# [EXERCISE INPUT]

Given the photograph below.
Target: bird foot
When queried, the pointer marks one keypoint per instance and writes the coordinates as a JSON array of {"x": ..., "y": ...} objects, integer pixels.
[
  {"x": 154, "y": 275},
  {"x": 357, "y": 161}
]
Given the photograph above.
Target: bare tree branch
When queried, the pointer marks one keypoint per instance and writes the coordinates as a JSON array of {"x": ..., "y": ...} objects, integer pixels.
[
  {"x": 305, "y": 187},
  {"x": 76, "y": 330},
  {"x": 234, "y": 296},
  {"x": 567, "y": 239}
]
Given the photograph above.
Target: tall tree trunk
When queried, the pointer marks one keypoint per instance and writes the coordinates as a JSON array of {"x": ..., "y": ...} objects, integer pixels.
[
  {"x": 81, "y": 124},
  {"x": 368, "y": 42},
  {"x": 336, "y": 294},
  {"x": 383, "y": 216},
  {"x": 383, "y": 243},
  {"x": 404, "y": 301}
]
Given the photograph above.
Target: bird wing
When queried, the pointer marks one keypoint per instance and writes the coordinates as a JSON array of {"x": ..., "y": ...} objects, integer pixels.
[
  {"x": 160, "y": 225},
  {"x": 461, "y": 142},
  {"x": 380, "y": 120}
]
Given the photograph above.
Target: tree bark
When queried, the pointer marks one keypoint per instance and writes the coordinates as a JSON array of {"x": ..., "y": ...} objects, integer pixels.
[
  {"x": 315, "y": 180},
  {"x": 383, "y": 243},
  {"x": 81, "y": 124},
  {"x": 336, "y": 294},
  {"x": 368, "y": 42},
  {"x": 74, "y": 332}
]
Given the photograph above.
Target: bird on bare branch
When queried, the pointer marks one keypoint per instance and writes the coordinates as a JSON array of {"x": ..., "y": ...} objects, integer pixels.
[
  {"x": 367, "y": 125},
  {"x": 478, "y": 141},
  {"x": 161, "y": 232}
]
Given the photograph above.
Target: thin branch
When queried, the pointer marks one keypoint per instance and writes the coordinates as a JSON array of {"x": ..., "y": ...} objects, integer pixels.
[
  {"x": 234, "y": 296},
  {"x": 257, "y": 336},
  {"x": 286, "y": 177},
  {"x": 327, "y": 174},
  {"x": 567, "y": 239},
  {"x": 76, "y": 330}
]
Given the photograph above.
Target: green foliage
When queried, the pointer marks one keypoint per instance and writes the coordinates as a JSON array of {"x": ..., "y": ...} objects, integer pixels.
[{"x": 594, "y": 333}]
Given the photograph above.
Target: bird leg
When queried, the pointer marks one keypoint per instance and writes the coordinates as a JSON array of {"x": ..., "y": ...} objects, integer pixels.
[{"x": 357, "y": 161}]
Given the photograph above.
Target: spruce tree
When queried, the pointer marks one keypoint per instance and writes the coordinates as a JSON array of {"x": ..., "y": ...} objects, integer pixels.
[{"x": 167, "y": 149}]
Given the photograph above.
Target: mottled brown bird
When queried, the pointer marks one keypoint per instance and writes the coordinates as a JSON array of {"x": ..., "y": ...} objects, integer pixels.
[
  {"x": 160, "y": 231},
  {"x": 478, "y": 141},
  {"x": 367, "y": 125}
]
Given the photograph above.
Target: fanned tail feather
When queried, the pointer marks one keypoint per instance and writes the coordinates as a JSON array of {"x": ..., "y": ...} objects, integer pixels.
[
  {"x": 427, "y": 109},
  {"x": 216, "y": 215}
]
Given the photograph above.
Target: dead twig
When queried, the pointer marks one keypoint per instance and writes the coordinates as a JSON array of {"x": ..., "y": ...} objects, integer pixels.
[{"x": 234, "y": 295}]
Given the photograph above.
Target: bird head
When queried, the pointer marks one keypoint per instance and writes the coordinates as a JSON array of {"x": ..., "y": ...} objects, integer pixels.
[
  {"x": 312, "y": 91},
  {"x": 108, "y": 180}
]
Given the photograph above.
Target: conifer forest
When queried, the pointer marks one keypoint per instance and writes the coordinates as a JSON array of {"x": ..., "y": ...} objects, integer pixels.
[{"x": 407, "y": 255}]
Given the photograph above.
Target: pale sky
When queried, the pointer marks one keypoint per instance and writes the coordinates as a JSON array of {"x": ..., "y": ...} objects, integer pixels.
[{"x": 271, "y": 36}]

# [TASK STATEMENT]
Look through the data above. Copy every line with the string "bare" in it.

# [REPLY]
Target: bare tree branch
Target: bird on bare branch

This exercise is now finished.